## Tasks to complete
• a. According to the course description, which two major sub-fields of robotics does the online course address?
• b. Output the portion of the course description that begins at the words "2. Categorize various" and ends after "levels or classes.".

━━ Passage shown

Robotics is the engineering science and technology of robots that involve the design, manufacture, control, and programming of robots; the use of robots to solve problems; the study of the control processes, sensors, and algorithms used in humans, animals, and machine; and the application of these control processes and algorithms to the design of robots. Without assuming any prior knowledge of robotics, this 12-week ‘instructor led’ online course covers the foundations of robotics addressing two major sub-fields of robotics, namely, industrial robotics and mobile robotics. The first part of the course covers different topics related to industrial robotics such as robot morphology, kinematics, trajectory planning, motion control, and programming. The second part of the course focuses on mobile robotics providing a broad overview of the technologies and methods of mobile robotics such as locomotion systems, state estimation, localization, mapping, and motion planning. This is a lecture- self study-project course in which topics are taught by the instructor online using course management software and self-study activities and a course project are completed by students. Self-study activities of the course include study reports, literature survey paper and paper critics.

Course Objectives:
This course provides a comprehensive introduction to industrial robotics and mobile robotics and covers different related concepts, problems, tools and applications of robotics. After completing this course, the students will be able to:

  1. Define a robot, robotics, industrial & mobile robots and robot components such as (manipulator or rover, end effectors, degrees of freedom, workspace, robot reference frames, pay-load, reach, accuracy, precision, repeatability, duty cycle).
  2. Categorize various types of robots according to their tasks and purposes.
  3. Determine how to represent the motions of a multi-DOF robot in space and how to derive the forward kinematic equations of different robot configurations such as Cartesian, cylindrical, and spherical coordinates.
  4. Determine the position, velocity and acceleration of any joint at any time instant by using the 3rd or 5th order polynomial joint-space trajectory planning techniques and calculate the joint angles needed to make the robot move in a certain trajectory using the Cartesian-space method.
  5. Show how to model a robot joint’s actuator, determine the motor response and its steady state value and apply the control laws to stabilize the joint’s position.
  6. Classify various programming languages for robots according to their programming levels or classes.
  7. Categorize various types of mobile robots according to their field of application and purpose.

━━━━
━━ Information shown

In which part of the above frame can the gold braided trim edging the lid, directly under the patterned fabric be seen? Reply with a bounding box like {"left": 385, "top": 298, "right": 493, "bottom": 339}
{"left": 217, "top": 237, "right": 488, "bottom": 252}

━━━━

## Task solutions
• a. Industrial robotics and mobile robotics.

• b.
2. Categorize various types of robots according to their tasks and purposes.
  3. Determine how to represent the motions of a multi-DOF robot in space and how to derive the forward kinematic equations of different robot configurations such as Cartesian, cylindrical, and spherical coordinates.
  4. Determine the position, velocity and acceleration of any joint at any time instant by using the 3rd or 5th order polynomial joint-space trajectory planning techniques and calculate the joint angles needed to make the robot move in a certain trajectory using the Cartesian-space method.
  5. Show how to model a robot joint’s actuator, determine the motor response and its steady state value and apply the control laws to stabilize the joint’s position.
  6. Classify various programming languages for robots according to their programming levels or classes.